E cita três exemplos já existentes no mercado:
1. Manutenção preditiva em produção automotiva
De acordo com a IFR (International Federation of Robotics), 2,6 milhões de robôs estarão em uso até 2019, muitos deles já em operação. Um carro médio tem cerca de 6 mil pontos de solda. Se um único robô de soldagem tem uma parada inesperada, toda a linha é paralisada, causando prejuízos de cinco a seis dígitos para o fabricante. Há dados de medição e consumo de energia que permitem prever uma parada deste tipo com seis dias de antecedência, permitindo que a manutenção trabalhe de forma programada.
2. Seguro automotivo pago por uso do carro
Poucas seguradoras utilizam tecnologia telemática para monitorar o comportamento dos motoristas, premiando hábitos de direção segura com taxas mais baixas. Uma caixa telemática, ou mesmo o smartphone, pode ser utilizado para gravar estes dados e enviá-los para a companhia seguradora. Se o automóvel tiver um SIM card instalado, estes dados podem ser transferidos sem problemas. Seguradoras e fabricantes de automóveis já estão trabalhando para estabelecer um framework legal que permita o fornecimento de dados relevantes para as seguradoras.
3. Semáforos que reconhecem veículos de emergência
muitos semáforos já estão equipados com câmeras de monitoramento, permitindo sua otimização de acordo com o fluxo. A cidade de Milton Keynes, na Inglaterra, está equipando seus cerca de 2,5 mil semáforos com câmeras inteligentes capazes de reconhecer ambulâncias e mudar as fases para permitir sua passagem.
Lucratividade
A grande questão para as empresas é como ganhar dinheiro com essa cadeia de informações. “A conectividade é um ponto crucial para a T-Systems, para que possamos potencializar os serviços e disponibilizar novas formas de monetização”, afirma Mauch.

= = = = = = =

→ **O PROBLEMA**
Prossiga o texto acima sobre conectividade e monetização de dados, começando logo após a fala atribuída a Mauch.

= = = = = = =

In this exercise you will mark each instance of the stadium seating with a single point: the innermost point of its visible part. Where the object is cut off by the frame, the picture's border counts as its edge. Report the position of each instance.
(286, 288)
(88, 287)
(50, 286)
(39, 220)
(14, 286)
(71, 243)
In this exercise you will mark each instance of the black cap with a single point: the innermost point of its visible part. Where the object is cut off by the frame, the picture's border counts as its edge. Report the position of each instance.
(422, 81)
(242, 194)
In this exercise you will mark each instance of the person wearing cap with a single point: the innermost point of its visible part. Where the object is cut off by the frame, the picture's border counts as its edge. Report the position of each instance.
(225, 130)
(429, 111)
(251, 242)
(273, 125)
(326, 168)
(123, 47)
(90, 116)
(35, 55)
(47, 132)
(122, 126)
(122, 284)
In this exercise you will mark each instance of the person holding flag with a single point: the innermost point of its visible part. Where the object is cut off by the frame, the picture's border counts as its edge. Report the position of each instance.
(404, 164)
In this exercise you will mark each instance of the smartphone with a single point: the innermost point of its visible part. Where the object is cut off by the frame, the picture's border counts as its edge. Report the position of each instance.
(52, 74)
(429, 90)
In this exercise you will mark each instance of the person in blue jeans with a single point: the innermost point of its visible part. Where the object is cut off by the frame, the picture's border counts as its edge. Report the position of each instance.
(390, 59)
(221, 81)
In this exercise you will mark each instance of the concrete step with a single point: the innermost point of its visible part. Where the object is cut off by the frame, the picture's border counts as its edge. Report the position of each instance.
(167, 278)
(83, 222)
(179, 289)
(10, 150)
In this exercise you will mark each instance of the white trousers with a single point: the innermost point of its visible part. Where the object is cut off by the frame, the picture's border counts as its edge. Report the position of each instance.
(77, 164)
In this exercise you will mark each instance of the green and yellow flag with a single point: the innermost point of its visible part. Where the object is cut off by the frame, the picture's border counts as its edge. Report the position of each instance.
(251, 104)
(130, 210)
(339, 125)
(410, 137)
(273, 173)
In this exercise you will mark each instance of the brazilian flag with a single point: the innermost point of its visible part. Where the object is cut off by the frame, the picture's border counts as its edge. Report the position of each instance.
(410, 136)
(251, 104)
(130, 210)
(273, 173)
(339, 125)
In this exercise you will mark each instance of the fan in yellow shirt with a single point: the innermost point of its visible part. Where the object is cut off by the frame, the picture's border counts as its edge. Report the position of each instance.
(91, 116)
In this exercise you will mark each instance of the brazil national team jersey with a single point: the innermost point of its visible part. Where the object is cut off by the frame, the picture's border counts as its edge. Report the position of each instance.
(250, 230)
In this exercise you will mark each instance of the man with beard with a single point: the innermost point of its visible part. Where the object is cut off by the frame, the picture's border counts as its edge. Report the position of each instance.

= = = = = = =

→ **RESPOSTA**
“As empresas precisam aprender como fazer a aproximação com esse ‘novo’ cliente, a chave está em como lidar com esse novo cenário, com a informação correta, no local correto e a qualidade necessária para o serviço bem feito nesse novo processo de negócio. O nível atual de conectividade, em uma escala de 1 a 5, eu acredito estar alcançando o nível 3, o que ainda é insuficiente para alguns tipos de serviços e informações. A evolução é constante e acredito que teremos um grande salto nos próximos anos”, diz o executivo.
O mercado precisa, para potencializar os dados produzidos por veículos, desenvolver mais conectividade, capacidade de armazenamento e softwares inteligentes. De acordo com o Gartner, um em cada cinco veículos serão equipados com alguma forma de conexão sem fio até 2020, que devem totalizar cerca de 250 milhões de veículos globalmente.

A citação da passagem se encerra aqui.